Copy each of the rows below word for word, keeping every line as it is.

-=-=-

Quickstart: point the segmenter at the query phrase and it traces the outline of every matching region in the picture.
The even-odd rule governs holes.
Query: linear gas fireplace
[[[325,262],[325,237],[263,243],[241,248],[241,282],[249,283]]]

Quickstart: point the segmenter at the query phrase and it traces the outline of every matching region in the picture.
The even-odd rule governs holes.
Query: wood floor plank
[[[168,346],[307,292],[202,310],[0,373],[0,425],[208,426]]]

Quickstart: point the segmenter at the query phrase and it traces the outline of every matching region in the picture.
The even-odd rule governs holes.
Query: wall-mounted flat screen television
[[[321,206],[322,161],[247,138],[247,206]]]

-=-=-

Exercise output ▸
Quickstart: point the segmenter at the query phrase and it traces the outline of every matching region in the picture.
The even-odd rule governs holes.
Query: linear gas fireplace
[[[325,262],[325,237],[263,243],[241,248],[241,282],[249,283]]]

Quickstart: point the segmenter at the query phrase and it traces the outline of every matching region in the picture.
The even-odd rule governs holes.
Query: wood floor plank
[[[168,346],[307,292],[202,310],[0,373],[0,425],[208,426]]]

Quickstart: point the segmenter at the query phrase and it traces the outline of every matching region in the picture.
The even-odd rule governs holes.
Query: wall-mounted flat screen television
[[[321,206],[322,161],[247,138],[247,206]]]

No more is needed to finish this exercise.